**Stated problem**:
Reproduce the listing word for word, from its first line up to and including the line that contains "[[171, 7], [242, 60]]".

**Extracted information**:
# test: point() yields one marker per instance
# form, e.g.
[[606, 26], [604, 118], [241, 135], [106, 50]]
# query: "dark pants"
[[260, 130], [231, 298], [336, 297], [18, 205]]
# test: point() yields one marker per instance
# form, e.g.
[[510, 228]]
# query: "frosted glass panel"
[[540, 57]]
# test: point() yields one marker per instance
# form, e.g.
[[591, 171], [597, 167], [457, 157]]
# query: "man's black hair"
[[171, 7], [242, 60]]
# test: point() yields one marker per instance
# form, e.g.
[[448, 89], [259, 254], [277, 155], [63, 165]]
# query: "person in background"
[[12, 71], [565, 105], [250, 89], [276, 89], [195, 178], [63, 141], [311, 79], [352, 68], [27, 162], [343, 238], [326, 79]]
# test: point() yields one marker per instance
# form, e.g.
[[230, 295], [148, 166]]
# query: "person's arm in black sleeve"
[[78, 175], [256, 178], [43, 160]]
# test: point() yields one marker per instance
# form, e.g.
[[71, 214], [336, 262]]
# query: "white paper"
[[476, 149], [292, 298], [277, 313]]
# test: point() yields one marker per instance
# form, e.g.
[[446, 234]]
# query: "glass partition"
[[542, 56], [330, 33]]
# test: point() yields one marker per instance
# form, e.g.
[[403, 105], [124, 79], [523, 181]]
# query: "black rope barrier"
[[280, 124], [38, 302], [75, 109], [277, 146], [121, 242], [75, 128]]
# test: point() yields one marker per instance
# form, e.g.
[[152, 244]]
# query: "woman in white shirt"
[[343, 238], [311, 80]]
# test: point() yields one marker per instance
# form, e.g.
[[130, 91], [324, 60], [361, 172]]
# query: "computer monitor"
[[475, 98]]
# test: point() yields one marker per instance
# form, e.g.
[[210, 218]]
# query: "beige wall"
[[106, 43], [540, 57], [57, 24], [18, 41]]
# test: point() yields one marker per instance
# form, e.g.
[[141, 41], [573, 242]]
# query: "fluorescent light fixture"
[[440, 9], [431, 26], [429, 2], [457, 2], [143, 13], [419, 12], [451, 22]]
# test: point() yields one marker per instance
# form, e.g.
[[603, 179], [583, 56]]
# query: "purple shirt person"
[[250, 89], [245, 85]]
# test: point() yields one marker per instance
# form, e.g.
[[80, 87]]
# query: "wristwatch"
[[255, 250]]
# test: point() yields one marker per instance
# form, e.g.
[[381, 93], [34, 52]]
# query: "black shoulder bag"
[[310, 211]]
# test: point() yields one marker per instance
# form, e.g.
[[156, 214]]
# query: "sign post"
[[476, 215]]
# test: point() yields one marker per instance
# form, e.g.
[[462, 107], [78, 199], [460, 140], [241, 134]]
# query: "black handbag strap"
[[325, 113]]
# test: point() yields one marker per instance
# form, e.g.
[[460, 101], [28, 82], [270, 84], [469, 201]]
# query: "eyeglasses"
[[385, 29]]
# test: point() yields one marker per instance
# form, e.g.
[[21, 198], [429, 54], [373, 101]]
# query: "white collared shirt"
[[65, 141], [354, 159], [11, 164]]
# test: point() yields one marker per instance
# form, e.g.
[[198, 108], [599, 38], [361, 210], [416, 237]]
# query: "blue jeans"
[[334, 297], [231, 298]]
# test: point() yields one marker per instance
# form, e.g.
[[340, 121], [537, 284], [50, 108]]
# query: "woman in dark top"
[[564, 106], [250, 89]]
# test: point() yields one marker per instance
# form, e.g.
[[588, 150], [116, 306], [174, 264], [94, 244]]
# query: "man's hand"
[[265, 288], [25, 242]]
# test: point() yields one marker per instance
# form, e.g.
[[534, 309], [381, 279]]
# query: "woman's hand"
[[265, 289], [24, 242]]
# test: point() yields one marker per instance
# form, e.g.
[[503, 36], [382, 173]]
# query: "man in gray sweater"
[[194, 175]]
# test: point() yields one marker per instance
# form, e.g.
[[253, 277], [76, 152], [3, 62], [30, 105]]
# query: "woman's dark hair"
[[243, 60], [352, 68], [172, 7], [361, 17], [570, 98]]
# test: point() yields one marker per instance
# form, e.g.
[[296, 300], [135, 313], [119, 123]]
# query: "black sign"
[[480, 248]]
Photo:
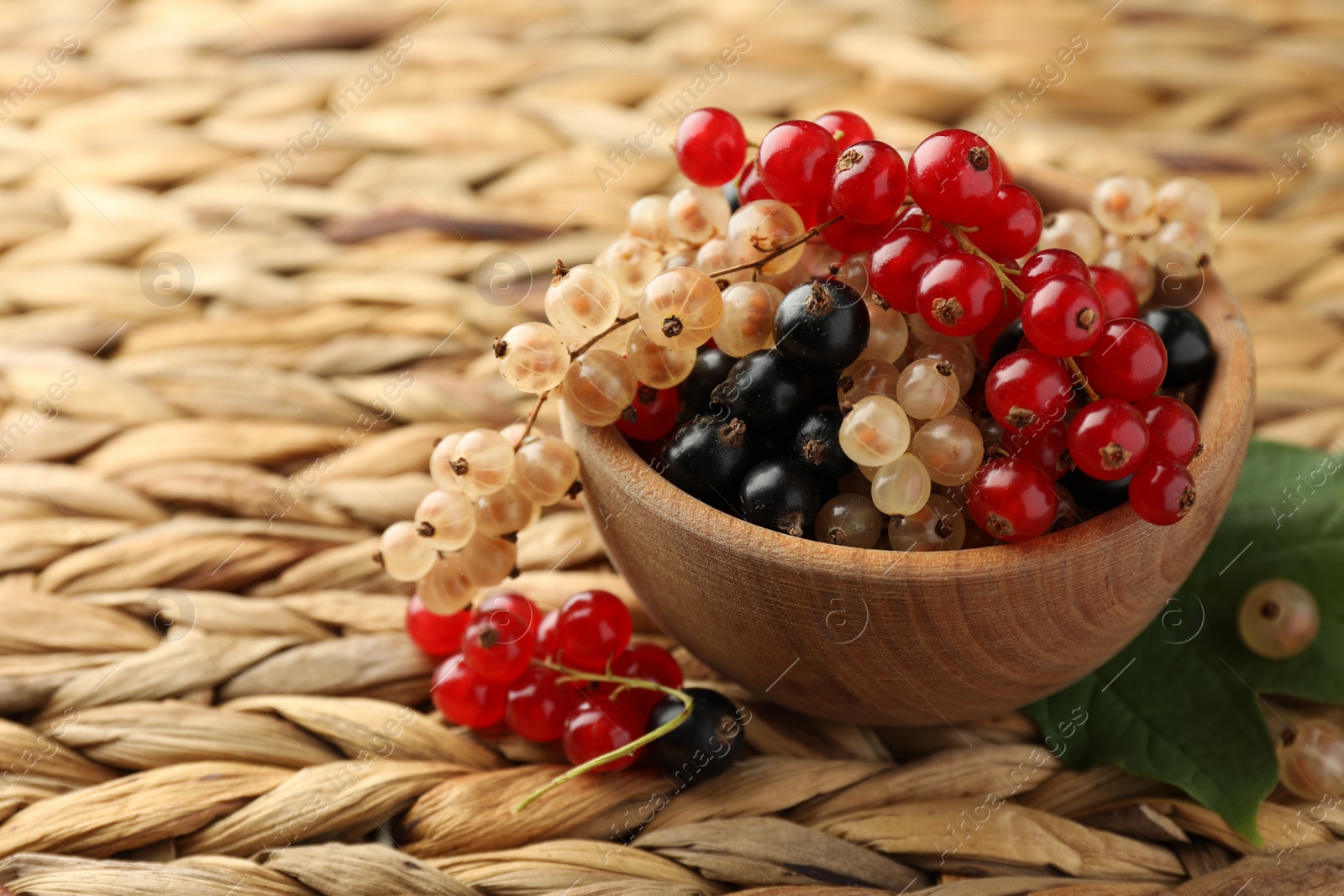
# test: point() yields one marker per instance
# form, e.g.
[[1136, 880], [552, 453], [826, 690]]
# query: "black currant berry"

**Response**:
# test: point() yields one marker per instance
# form, e.g.
[[606, 26], [604, 118], [241, 135], [106, 50]]
# query: "dark pants"
[[260, 130], [231, 298], [336, 297], [18, 205]]
# test: point() yields one marker per instance
# form, e.g.
[[510, 228]]
# query: "frosted glass panel"
[[540, 57]]
# test: point() yields one marker per instance
# form, e.g.
[[591, 171], [597, 167], [457, 157]]
# query: "man's black hair"
[[171, 7], [242, 60]]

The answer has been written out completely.